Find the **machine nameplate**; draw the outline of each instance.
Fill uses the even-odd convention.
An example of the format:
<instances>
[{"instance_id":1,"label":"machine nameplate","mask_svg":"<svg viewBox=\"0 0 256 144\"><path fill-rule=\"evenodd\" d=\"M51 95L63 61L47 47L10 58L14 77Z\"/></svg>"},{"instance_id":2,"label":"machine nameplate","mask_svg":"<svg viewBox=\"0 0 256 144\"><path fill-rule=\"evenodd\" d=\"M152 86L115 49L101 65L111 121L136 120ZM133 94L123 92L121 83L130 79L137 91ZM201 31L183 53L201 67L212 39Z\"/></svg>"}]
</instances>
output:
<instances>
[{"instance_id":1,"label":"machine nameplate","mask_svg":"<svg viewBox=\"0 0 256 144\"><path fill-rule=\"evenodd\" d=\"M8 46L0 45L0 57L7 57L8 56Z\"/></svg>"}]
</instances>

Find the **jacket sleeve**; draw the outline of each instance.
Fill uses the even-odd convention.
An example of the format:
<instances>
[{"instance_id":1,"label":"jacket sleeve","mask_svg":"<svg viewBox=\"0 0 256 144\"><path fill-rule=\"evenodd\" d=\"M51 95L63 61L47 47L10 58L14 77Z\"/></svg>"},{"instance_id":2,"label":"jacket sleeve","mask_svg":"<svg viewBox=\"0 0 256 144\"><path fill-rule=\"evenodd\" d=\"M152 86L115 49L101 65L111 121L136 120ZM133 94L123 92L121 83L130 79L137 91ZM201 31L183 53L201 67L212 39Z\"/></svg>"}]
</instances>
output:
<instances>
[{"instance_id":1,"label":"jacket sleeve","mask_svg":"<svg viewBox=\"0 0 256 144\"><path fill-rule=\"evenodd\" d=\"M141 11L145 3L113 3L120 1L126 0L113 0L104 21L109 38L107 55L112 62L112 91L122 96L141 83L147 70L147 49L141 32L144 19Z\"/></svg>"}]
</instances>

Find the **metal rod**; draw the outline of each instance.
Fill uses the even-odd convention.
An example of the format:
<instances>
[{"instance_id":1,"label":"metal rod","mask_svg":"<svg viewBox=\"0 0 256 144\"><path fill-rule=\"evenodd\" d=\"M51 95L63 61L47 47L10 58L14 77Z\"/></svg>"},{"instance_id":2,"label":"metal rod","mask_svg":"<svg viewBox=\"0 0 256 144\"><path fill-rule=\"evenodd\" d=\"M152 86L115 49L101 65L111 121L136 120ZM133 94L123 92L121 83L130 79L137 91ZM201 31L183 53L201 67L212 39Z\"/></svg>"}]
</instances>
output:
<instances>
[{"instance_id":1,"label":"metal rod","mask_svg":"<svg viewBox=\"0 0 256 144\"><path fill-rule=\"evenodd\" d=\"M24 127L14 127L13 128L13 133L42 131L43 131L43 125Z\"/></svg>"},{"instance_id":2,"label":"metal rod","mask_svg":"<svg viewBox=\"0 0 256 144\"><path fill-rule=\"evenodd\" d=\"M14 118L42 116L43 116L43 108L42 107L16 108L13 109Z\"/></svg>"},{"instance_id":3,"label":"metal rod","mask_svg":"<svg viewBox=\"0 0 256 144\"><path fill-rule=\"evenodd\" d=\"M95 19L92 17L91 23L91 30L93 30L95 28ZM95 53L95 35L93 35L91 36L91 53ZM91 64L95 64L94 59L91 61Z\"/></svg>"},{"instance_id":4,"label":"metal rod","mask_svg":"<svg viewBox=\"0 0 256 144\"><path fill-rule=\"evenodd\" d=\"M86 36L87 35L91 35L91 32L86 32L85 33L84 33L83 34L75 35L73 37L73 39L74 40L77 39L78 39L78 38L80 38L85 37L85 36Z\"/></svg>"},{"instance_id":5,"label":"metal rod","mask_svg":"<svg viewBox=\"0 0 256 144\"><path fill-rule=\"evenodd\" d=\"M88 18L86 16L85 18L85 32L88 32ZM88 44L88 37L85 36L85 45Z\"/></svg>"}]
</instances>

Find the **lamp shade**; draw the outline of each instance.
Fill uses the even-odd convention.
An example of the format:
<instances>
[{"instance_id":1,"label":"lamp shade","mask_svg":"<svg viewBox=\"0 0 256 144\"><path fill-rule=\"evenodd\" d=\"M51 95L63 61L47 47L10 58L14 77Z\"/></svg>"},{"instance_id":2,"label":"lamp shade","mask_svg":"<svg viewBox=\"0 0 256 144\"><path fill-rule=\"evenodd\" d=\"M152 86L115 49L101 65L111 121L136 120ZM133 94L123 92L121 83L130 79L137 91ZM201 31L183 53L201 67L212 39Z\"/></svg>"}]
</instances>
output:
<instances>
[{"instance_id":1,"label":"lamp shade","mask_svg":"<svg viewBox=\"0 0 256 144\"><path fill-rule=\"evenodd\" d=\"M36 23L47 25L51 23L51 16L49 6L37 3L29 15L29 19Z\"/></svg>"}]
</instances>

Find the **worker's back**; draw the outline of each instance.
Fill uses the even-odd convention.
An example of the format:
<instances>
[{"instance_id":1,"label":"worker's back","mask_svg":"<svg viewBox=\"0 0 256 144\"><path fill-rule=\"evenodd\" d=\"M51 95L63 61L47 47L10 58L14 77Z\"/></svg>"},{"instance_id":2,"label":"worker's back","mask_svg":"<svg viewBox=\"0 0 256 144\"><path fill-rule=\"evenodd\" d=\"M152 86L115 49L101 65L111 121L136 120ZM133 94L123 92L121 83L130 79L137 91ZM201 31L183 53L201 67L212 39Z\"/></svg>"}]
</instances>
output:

^^^^

### What to work on
Could you reproduce every record above exactly as it appears?

### Answer to this task
Find the **machine nameplate**; draw the outline of each instance.
Fill uses the even-odd convention.
An example of the format:
<instances>
[{"instance_id":1,"label":"machine nameplate","mask_svg":"<svg viewBox=\"0 0 256 144\"><path fill-rule=\"evenodd\" d=\"M51 95L63 61L47 47L10 58L14 77Z\"/></svg>"},{"instance_id":2,"label":"machine nameplate","mask_svg":"<svg viewBox=\"0 0 256 144\"><path fill-rule=\"evenodd\" d=\"M152 86L115 49L101 65L111 121L136 120ZM133 94L123 92L121 83L130 79L137 91ZM201 31L183 53L201 67L212 39Z\"/></svg>"}]
</instances>
output:
<instances>
[{"instance_id":1,"label":"machine nameplate","mask_svg":"<svg viewBox=\"0 0 256 144\"><path fill-rule=\"evenodd\" d=\"M8 46L0 45L0 57L7 57L8 56Z\"/></svg>"}]
</instances>

Find the **jacket sleeve**; draw the outline of each instance.
Fill uses the even-odd convention.
An example of the format:
<instances>
[{"instance_id":1,"label":"jacket sleeve","mask_svg":"<svg viewBox=\"0 0 256 144\"><path fill-rule=\"evenodd\" d=\"M51 95L63 61L47 47L10 58L14 77Z\"/></svg>"},{"instance_id":2,"label":"jacket sleeve","mask_svg":"<svg viewBox=\"0 0 256 144\"><path fill-rule=\"evenodd\" d=\"M152 86L115 49L101 65L111 121L136 120ZM133 94L123 92L121 83L130 79L137 91ZM201 31L183 53L201 67L212 39Z\"/></svg>"}]
</instances>
output:
<instances>
[{"instance_id":1,"label":"jacket sleeve","mask_svg":"<svg viewBox=\"0 0 256 144\"><path fill-rule=\"evenodd\" d=\"M141 11L145 3L113 3L120 1L126 0L113 0L104 21L109 38L107 55L112 62L112 91L122 96L141 83L147 70L147 49L141 32L144 19Z\"/></svg>"}]
</instances>

Find the **metal rod**; draw the outline of each instance.
Fill uses the even-odd convention.
An example of the format:
<instances>
[{"instance_id":1,"label":"metal rod","mask_svg":"<svg viewBox=\"0 0 256 144\"><path fill-rule=\"evenodd\" d=\"M51 95L63 61L47 47L10 58L14 77Z\"/></svg>"},{"instance_id":2,"label":"metal rod","mask_svg":"<svg viewBox=\"0 0 256 144\"><path fill-rule=\"evenodd\" d=\"M152 86L115 49L101 65L111 121L136 120ZM133 94L123 92L121 83L130 79L137 91ZM201 31L183 53L201 67L212 39Z\"/></svg>"}]
</instances>
output:
<instances>
[{"instance_id":1,"label":"metal rod","mask_svg":"<svg viewBox=\"0 0 256 144\"><path fill-rule=\"evenodd\" d=\"M24 127L14 127L13 128L13 133L42 131L43 131L43 125Z\"/></svg>"},{"instance_id":2,"label":"metal rod","mask_svg":"<svg viewBox=\"0 0 256 144\"><path fill-rule=\"evenodd\" d=\"M14 118L42 116L43 116L43 108L42 107L16 108L13 109Z\"/></svg>"},{"instance_id":3,"label":"metal rod","mask_svg":"<svg viewBox=\"0 0 256 144\"><path fill-rule=\"evenodd\" d=\"M95 19L92 17L91 23L91 30L93 30L95 28ZM95 53L95 35L93 35L91 36L91 53ZM91 64L95 64L94 59L91 61Z\"/></svg>"},{"instance_id":4,"label":"metal rod","mask_svg":"<svg viewBox=\"0 0 256 144\"><path fill-rule=\"evenodd\" d=\"M86 36L87 35L91 35L91 32L86 32L85 33L84 33L83 34L75 35L73 37L73 39L74 40L77 39L78 39L78 38L80 38L85 37L85 36Z\"/></svg>"},{"instance_id":5,"label":"metal rod","mask_svg":"<svg viewBox=\"0 0 256 144\"><path fill-rule=\"evenodd\" d=\"M88 18L86 16L85 18L85 32L88 32ZM88 44L88 37L85 36L85 45Z\"/></svg>"}]
</instances>

Find the **lamp shade**; draw the outline of each instance.
Fill uses the even-odd convention.
An example of the format:
<instances>
[{"instance_id":1,"label":"lamp shade","mask_svg":"<svg viewBox=\"0 0 256 144\"><path fill-rule=\"evenodd\" d=\"M51 95L63 61L47 47L10 58L14 77Z\"/></svg>"},{"instance_id":2,"label":"lamp shade","mask_svg":"<svg viewBox=\"0 0 256 144\"><path fill-rule=\"evenodd\" d=\"M152 86L115 49L101 65L111 121L136 120ZM133 94L123 92L121 83L130 79L137 91ZM201 31L183 53L201 67L212 39Z\"/></svg>"}]
</instances>
output:
<instances>
[{"instance_id":1,"label":"lamp shade","mask_svg":"<svg viewBox=\"0 0 256 144\"><path fill-rule=\"evenodd\" d=\"M36 23L47 25L51 23L51 16L49 6L37 3L29 15L29 19Z\"/></svg>"}]
</instances>

Find the **worker's back**; draw the outline of each instance.
Fill uses the even-odd convention.
An example of the format:
<instances>
[{"instance_id":1,"label":"worker's back","mask_svg":"<svg viewBox=\"0 0 256 144\"><path fill-rule=\"evenodd\" d=\"M51 95L63 61L47 47L10 58L14 77Z\"/></svg>"},{"instance_id":2,"label":"worker's back","mask_svg":"<svg viewBox=\"0 0 256 144\"><path fill-rule=\"evenodd\" d=\"M152 86L115 49L101 65L111 121L136 120ZM133 94L123 92L121 83L130 79L137 91ZM201 31L183 53L201 67L212 39Z\"/></svg>"}]
</instances>
output:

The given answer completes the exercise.